>> START Records
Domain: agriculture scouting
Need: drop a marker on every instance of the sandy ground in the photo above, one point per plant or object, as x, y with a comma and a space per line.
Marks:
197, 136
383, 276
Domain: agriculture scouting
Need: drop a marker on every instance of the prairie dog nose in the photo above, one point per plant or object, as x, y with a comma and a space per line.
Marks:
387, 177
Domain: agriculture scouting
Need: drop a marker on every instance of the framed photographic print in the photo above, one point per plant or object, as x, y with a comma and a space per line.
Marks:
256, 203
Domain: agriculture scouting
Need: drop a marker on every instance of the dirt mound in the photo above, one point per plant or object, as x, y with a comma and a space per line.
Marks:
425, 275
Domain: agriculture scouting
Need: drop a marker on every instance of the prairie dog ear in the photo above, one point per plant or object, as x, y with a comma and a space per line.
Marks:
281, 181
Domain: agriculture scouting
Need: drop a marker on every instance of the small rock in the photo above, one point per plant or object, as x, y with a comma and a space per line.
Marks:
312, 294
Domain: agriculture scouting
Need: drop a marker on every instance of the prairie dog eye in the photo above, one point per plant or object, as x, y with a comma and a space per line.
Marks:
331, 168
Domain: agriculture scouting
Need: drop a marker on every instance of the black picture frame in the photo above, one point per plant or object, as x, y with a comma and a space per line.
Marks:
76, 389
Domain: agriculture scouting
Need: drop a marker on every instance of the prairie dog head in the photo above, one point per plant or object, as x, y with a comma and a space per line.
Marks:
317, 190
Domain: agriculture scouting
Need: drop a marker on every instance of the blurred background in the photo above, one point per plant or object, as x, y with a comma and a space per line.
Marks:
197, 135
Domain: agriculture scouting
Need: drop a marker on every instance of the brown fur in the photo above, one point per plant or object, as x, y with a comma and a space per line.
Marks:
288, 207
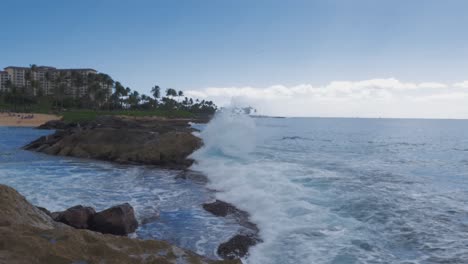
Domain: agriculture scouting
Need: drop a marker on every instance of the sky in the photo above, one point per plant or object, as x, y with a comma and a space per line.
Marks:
366, 58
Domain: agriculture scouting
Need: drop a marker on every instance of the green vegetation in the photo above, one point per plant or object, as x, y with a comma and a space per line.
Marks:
103, 96
89, 115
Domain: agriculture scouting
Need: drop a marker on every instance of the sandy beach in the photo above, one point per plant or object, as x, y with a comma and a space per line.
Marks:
25, 119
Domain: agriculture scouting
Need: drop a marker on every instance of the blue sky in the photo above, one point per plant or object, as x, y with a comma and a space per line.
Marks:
196, 44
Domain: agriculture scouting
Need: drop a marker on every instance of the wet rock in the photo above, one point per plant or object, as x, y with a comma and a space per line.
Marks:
117, 220
57, 125
223, 209
220, 208
28, 235
161, 143
194, 176
236, 247
76, 216
47, 212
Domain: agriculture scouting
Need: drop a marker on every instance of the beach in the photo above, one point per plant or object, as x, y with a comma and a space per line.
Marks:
25, 119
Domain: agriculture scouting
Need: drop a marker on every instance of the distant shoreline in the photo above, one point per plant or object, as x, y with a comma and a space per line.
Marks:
25, 119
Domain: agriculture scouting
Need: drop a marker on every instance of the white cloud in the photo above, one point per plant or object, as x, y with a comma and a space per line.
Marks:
368, 98
462, 84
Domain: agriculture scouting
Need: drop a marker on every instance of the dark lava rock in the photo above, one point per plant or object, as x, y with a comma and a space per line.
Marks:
236, 247
223, 209
47, 212
117, 220
76, 216
220, 208
193, 176
28, 235
127, 141
57, 125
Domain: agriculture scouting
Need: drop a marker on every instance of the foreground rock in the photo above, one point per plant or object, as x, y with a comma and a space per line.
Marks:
117, 220
28, 235
165, 143
76, 216
238, 246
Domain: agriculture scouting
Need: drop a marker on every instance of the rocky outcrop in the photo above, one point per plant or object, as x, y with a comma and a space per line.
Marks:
238, 246
29, 235
123, 140
76, 216
117, 220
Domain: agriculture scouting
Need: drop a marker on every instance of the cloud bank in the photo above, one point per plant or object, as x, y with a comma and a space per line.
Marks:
388, 98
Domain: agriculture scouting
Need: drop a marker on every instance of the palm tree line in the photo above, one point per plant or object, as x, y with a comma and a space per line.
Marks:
103, 93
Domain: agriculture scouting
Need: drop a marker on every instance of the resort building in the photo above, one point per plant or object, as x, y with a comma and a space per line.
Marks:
46, 80
4, 77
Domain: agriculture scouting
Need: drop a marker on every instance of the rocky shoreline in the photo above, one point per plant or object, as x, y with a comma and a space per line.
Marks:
29, 235
165, 143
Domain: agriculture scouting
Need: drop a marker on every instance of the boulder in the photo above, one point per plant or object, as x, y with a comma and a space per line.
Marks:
117, 220
28, 235
76, 216
220, 208
56, 125
161, 143
236, 247
223, 209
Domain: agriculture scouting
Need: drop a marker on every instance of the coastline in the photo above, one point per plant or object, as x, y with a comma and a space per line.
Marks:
144, 137
25, 119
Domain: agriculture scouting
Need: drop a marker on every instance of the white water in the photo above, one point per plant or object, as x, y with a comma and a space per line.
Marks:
344, 190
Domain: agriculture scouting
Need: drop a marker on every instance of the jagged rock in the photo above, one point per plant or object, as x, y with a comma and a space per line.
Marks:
120, 140
57, 125
76, 216
117, 220
223, 209
236, 247
220, 208
28, 235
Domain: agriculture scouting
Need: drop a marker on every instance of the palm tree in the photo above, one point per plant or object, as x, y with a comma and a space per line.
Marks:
171, 92
156, 91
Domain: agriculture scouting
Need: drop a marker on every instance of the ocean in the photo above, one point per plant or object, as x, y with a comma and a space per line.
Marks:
321, 190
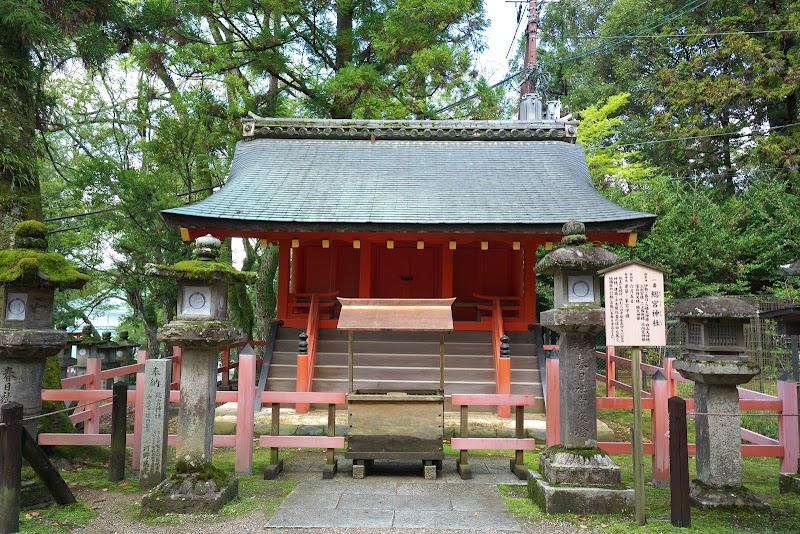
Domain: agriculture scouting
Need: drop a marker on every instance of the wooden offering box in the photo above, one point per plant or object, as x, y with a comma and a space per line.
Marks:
395, 425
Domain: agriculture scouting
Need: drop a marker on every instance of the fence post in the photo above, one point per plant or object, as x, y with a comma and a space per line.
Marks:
553, 416
93, 368
138, 413
788, 426
679, 463
245, 411
611, 372
10, 465
119, 415
226, 367
672, 384
177, 354
659, 429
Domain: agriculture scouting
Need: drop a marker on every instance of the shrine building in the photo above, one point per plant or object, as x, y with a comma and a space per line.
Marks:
409, 210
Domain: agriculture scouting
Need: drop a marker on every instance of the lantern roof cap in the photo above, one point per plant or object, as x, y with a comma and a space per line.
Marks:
792, 269
574, 254
714, 307
29, 264
204, 267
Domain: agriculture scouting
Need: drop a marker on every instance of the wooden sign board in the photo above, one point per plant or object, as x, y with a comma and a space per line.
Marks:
634, 295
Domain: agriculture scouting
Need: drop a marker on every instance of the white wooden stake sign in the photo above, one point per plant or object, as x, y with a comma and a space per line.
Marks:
634, 294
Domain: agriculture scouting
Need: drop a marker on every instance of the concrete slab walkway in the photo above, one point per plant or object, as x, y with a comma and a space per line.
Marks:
394, 494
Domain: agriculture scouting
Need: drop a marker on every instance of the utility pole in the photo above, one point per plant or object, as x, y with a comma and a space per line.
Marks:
530, 44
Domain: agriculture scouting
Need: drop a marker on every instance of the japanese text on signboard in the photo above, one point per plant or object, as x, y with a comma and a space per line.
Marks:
635, 306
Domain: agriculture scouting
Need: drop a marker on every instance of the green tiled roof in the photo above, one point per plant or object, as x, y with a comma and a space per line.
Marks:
358, 184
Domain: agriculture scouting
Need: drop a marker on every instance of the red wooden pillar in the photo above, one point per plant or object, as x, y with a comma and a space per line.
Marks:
529, 282
447, 271
788, 425
365, 270
298, 267
284, 270
659, 426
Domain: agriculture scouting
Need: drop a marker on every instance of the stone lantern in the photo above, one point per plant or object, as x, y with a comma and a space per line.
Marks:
714, 358
29, 276
788, 324
126, 349
201, 329
576, 476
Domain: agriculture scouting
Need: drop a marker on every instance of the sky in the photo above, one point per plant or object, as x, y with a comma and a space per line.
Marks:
503, 18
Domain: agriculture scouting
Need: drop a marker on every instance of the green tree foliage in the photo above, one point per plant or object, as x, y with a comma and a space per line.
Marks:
35, 38
352, 58
711, 121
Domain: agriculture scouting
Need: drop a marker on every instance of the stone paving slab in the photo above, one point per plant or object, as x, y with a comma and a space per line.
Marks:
421, 504
396, 495
305, 518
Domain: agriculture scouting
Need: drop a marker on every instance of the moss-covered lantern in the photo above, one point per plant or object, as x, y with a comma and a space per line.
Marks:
574, 267
202, 282
714, 328
126, 349
201, 329
29, 276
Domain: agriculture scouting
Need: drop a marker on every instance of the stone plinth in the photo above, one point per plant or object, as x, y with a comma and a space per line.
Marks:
188, 494
157, 379
717, 424
200, 342
22, 358
578, 414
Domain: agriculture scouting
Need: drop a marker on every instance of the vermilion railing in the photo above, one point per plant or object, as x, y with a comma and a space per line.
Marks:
306, 359
663, 386
502, 365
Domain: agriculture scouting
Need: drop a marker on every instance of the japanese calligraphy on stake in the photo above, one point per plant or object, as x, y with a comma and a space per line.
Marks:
635, 318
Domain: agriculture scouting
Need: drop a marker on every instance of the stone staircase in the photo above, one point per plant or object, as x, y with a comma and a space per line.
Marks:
408, 360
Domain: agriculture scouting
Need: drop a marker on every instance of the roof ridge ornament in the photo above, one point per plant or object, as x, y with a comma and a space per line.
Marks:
563, 129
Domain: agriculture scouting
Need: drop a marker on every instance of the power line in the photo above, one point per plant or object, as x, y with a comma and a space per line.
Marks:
516, 31
677, 35
706, 136
106, 210
686, 8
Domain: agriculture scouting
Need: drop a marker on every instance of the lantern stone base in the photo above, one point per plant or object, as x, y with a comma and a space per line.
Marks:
726, 498
789, 483
579, 481
189, 493
553, 499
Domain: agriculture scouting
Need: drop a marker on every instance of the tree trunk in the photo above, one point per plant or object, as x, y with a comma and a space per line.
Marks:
266, 299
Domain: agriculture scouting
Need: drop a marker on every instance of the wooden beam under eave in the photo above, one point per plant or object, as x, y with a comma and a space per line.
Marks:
365, 271
447, 272
284, 270
529, 282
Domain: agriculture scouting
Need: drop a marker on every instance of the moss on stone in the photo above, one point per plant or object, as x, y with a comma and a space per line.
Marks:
58, 422
201, 472
585, 452
205, 271
31, 229
33, 268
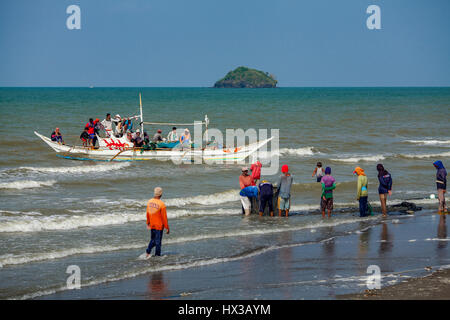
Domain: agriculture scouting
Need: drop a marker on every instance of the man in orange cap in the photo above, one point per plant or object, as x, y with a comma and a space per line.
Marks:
284, 190
156, 221
362, 193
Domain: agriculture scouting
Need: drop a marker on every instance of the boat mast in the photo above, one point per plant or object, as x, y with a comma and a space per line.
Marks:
142, 118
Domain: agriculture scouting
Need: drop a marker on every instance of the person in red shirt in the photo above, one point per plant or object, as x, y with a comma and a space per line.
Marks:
245, 180
91, 130
256, 172
156, 222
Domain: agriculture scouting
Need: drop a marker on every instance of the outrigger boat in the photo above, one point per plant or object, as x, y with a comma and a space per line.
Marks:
121, 149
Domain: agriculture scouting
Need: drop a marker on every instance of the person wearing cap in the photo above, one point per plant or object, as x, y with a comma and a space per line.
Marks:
256, 171
284, 190
185, 139
138, 142
156, 222
362, 193
107, 124
245, 180
328, 185
318, 171
173, 136
128, 125
119, 126
157, 137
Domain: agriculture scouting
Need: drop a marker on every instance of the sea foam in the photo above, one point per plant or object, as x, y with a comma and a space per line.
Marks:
26, 184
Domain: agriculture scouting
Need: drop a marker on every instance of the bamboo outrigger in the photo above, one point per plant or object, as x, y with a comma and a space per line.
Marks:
121, 149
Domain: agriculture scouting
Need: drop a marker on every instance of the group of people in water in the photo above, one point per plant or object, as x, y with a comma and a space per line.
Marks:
119, 127
251, 188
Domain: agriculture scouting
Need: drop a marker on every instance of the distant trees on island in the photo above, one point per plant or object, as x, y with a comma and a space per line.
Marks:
243, 77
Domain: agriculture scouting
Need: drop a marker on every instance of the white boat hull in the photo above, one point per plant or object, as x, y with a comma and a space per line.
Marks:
131, 154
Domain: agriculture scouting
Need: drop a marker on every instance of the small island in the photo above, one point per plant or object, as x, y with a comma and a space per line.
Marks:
243, 77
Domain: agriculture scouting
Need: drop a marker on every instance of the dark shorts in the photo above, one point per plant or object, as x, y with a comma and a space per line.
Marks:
326, 204
263, 201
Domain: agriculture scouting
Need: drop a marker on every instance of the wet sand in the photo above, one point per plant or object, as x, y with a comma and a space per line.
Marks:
333, 266
435, 286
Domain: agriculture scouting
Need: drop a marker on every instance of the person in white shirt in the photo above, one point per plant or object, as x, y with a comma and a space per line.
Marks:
173, 136
118, 122
107, 124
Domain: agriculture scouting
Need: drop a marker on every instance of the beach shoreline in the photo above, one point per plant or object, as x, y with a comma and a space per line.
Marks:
435, 286
326, 268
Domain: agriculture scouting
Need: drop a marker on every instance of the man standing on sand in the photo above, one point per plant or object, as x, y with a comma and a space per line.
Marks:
441, 184
362, 193
328, 184
156, 222
284, 188
256, 172
245, 180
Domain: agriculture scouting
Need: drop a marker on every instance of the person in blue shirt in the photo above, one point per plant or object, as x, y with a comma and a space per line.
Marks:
265, 197
385, 187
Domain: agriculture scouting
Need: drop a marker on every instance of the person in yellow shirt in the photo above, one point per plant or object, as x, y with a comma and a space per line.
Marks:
156, 222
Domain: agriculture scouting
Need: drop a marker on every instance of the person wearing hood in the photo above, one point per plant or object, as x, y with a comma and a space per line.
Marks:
385, 187
245, 181
328, 184
284, 190
441, 184
362, 193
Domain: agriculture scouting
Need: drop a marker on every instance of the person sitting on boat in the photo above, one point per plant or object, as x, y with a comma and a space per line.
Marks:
56, 136
91, 130
146, 138
128, 125
129, 137
85, 137
138, 142
158, 136
185, 139
107, 124
173, 136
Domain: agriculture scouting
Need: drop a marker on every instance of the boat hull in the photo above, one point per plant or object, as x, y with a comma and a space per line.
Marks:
135, 154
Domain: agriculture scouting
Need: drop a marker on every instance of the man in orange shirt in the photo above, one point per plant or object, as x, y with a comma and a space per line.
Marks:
156, 222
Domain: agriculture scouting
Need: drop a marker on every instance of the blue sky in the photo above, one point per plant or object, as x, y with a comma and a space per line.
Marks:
195, 42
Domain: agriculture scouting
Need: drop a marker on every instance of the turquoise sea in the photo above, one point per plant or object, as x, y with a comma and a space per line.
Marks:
56, 212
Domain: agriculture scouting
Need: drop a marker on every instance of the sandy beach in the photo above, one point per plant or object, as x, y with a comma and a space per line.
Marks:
405, 247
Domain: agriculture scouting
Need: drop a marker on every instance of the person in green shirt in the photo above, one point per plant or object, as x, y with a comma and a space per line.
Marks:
362, 193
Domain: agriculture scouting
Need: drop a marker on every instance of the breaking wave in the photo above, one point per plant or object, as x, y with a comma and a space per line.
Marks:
425, 156
360, 159
78, 169
429, 142
26, 184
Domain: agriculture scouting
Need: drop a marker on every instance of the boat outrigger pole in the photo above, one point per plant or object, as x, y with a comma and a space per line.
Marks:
142, 118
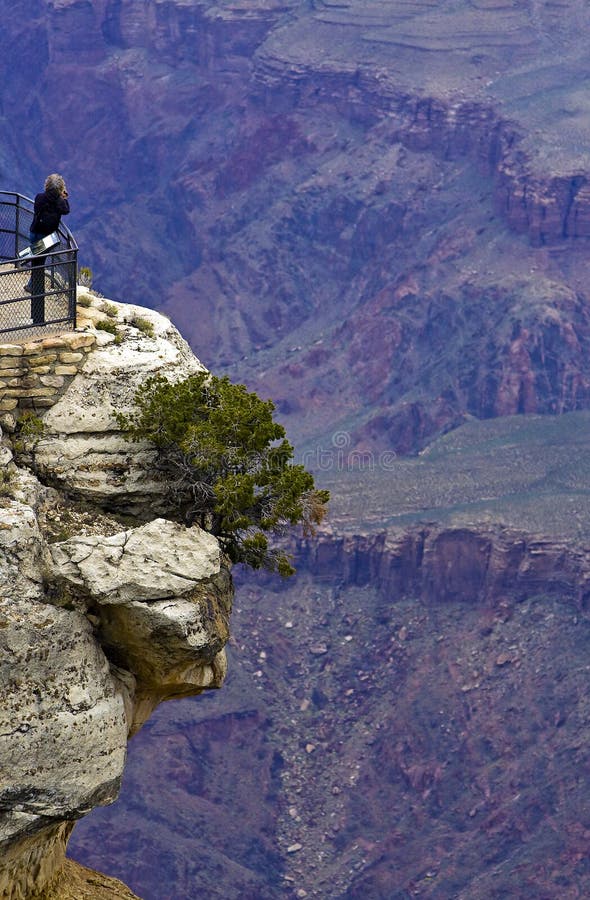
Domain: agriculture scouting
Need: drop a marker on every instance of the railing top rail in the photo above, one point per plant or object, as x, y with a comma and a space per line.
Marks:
63, 229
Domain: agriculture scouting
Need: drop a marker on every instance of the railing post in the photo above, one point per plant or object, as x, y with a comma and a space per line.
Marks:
17, 226
57, 293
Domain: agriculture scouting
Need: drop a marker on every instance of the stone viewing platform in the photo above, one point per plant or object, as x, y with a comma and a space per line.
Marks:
36, 371
34, 374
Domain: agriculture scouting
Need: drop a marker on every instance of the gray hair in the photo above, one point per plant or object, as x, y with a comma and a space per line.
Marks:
55, 182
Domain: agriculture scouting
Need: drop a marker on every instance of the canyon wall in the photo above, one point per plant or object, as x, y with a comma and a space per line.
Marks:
102, 617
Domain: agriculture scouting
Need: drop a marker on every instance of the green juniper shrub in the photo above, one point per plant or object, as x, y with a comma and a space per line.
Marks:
227, 464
>> END Records
_Written instruction_: How many lines in the entries above contain the word "pole"? Reply with the number alone.

_Written solution_: 2